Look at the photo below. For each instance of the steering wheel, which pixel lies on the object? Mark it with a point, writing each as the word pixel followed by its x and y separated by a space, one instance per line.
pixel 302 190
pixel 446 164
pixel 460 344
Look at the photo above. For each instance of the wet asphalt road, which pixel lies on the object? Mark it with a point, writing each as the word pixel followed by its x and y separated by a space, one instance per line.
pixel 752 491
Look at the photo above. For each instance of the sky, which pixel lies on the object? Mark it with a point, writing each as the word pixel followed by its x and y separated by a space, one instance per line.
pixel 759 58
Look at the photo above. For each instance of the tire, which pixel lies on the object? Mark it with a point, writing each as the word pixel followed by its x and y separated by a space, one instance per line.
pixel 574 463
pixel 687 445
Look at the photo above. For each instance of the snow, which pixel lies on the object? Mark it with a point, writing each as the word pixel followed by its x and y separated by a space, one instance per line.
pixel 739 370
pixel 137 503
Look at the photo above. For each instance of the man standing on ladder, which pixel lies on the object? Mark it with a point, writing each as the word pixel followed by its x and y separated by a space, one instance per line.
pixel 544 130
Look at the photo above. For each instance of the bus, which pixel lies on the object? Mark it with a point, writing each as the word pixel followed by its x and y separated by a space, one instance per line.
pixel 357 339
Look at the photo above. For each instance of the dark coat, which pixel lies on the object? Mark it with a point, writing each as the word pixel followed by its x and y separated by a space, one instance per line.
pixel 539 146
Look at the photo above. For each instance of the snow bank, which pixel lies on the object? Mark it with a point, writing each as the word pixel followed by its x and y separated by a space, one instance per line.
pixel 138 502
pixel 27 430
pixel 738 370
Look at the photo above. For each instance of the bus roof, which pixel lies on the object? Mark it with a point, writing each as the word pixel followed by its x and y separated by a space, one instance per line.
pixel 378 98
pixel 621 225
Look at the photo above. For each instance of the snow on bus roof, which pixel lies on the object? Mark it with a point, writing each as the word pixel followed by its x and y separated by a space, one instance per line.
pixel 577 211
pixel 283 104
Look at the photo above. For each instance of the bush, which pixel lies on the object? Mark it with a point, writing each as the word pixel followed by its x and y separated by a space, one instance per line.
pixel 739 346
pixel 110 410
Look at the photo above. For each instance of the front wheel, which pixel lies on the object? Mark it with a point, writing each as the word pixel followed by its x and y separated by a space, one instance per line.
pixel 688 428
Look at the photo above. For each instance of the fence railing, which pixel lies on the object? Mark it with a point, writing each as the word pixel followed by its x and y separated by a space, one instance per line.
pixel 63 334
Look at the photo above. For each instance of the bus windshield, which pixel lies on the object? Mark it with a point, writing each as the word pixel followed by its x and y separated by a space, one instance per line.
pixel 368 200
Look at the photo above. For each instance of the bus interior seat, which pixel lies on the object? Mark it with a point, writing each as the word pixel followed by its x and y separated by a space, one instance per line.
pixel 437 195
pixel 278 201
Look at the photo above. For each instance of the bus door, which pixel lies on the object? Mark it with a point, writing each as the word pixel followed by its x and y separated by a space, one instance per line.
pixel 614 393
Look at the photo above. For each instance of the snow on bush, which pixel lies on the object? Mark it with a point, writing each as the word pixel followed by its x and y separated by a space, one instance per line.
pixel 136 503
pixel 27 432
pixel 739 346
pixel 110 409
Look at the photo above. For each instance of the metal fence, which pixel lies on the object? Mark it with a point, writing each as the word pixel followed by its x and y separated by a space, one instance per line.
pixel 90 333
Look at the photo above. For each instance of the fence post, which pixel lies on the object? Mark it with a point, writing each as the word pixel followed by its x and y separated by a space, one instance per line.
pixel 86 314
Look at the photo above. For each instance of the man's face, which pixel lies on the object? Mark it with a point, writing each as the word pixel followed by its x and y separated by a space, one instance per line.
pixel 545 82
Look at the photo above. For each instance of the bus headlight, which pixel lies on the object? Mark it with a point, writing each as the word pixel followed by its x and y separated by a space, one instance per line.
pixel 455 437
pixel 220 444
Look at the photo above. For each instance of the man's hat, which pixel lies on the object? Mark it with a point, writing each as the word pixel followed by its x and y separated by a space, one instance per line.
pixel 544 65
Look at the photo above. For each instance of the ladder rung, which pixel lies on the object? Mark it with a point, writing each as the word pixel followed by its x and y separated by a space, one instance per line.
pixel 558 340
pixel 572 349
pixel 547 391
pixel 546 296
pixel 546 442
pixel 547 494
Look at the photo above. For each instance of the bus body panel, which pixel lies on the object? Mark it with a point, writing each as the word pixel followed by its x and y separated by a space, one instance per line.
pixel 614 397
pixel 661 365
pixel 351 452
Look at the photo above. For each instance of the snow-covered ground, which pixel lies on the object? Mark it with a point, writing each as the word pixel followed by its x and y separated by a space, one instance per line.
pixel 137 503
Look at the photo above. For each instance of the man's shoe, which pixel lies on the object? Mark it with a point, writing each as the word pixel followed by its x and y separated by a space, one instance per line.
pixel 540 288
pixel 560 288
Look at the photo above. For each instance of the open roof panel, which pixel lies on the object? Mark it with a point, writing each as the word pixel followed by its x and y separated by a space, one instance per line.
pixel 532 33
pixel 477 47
*-*-*
**TRY IT**
Your answer must be the line containing "man's shoe, which" and every line after it through the end of the records above, reproduced exactly and alone.

**RESULT BELOW**
Look at the photo above. For each instance of the man's shoe, which pixel lies on the object? Mark it with a point, writing each as the word pixel followed by its x and y separated by a space, one instance per line.
pixel 540 288
pixel 560 288
Look at the photo above. For each instance of the open roof panel, which pixel lies on the object? Mark it with a point, writing each as the word pixel followed by its x and y separated by a space, one instance per line.
pixel 532 33
pixel 477 47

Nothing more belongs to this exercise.